### Set problem
Write out the data below exactly as given, without any of its pictures.
────────
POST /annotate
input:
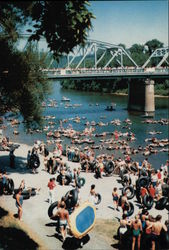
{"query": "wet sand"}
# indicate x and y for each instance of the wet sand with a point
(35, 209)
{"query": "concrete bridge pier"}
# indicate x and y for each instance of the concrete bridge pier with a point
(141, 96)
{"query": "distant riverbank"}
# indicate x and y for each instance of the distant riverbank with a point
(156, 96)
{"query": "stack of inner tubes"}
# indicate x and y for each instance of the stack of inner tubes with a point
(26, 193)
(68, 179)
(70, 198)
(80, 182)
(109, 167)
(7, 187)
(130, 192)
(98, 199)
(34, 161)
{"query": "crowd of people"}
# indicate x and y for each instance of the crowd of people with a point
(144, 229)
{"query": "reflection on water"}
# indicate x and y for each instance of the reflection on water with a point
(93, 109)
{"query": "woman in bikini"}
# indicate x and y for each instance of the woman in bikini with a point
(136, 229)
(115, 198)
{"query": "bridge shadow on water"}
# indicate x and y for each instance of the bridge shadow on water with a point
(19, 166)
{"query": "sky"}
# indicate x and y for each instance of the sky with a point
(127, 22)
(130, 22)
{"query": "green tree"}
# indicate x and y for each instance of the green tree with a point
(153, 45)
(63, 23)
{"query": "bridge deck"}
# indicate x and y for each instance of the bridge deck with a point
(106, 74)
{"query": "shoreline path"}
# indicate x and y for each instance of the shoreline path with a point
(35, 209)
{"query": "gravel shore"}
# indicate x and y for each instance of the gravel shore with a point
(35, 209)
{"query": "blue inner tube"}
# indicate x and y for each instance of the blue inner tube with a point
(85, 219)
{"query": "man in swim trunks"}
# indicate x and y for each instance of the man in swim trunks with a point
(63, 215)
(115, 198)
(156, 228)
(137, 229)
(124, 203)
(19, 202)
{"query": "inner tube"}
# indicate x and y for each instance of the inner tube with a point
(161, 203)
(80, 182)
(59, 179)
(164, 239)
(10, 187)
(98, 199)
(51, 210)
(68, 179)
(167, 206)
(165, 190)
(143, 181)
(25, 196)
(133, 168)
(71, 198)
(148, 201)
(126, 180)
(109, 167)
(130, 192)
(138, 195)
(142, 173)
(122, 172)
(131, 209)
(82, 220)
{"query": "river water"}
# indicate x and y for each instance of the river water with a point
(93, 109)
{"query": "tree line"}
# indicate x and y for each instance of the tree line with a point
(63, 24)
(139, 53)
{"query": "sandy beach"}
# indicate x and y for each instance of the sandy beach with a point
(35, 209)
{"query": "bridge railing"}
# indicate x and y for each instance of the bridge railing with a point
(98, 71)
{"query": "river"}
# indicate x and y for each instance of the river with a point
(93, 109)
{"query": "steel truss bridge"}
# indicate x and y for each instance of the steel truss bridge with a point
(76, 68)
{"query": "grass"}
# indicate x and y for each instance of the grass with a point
────────
### Finished answer
POST /annotate
input:
{"query": "wet sand"}
# indicate x and y for each instance of the wet sand with a point
(35, 209)
{"query": "concrete bridge pier"}
# indicate x and y for each instance of the concrete bridge pier with a point
(141, 96)
{"query": "distant riverbank"}
# indicate x and y for each instance of the distant riverbank with a point
(156, 96)
{"query": "stack of inner tubes"}
# indicate x and y for each instance of the stack of inner tubes with a point
(26, 193)
(68, 179)
(70, 198)
(80, 182)
(109, 167)
(7, 187)
(130, 192)
(98, 199)
(34, 161)
{"query": "crowd of people"}
# indicate x and y for each instance of the crowd of people with a point
(144, 229)
{"query": "reflection on water"}
# indicate x and y for each instance of the reflection on water with a point
(93, 109)
{"query": "woman in bikini"}
# indicate x and y for each instance of the woman in bikini with a point
(136, 229)
(115, 198)
{"query": "bridge shadow on water"}
# indicate x and y for each instance of the bridge shadow on water with a point
(19, 166)
{"query": "sky"}
# indicate x and y for each instance of the sky with a point
(127, 22)
(130, 22)
{"query": "green tree"}
# indicate x and y for each instance of the green tree with a point
(153, 45)
(63, 23)
{"query": "bridge deck"}
# indicate x and y for each instance of the bridge deck with a point
(106, 74)
{"query": "shoreline path"}
# indicate x and y for each instance of the shoreline path with a point
(35, 209)
{"query": "gravel shore"}
# indicate x and y for each instance of the gravel shore with a point
(35, 209)
{"query": "blue inner tube"}
# indicate x and y for each instance of the blue inner tube with a point
(85, 219)
{"query": "man in swim trunks"}
# indicate x and y for each instance of the man in swim trunks with a point
(63, 215)
(115, 198)
(156, 228)
(137, 229)
(124, 203)
(19, 202)
{"query": "inner tube"}
# indicate x and y for each instance of the inner tube with a point
(161, 203)
(80, 182)
(59, 179)
(164, 239)
(10, 187)
(98, 199)
(51, 210)
(68, 179)
(167, 206)
(165, 190)
(143, 181)
(25, 196)
(133, 168)
(71, 198)
(148, 201)
(126, 180)
(109, 167)
(130, 192)
(138, 195)
(142, 173)
(122, 172)
(131, 209)
(82, 220)
{"query": "river water"}
# indicate x and y for each instance of the river water with a point
(93, 109)
{"query": "tree line"}
# indicate x and y for each instance of the tree line with a point
(63, 24)
(139, 53)
{"query": "sandy beach"}
# indicate x and y for each instance of the sandy beach with a point
(35, 209)
{"query": "bridge railing"}
# indicate x and y for each instance of the bridge railing with a point
(98, 71)
{"query": "river"}
# indicate x and y for each instance of the river with a point
(93, 109)
{"query": "steel truss bridge"}
# indicate x and y for each instance of the steel truss bridge with a point
(76, 68)
{"query": "grass"}
# indicate x and y for each instance of the grass with a point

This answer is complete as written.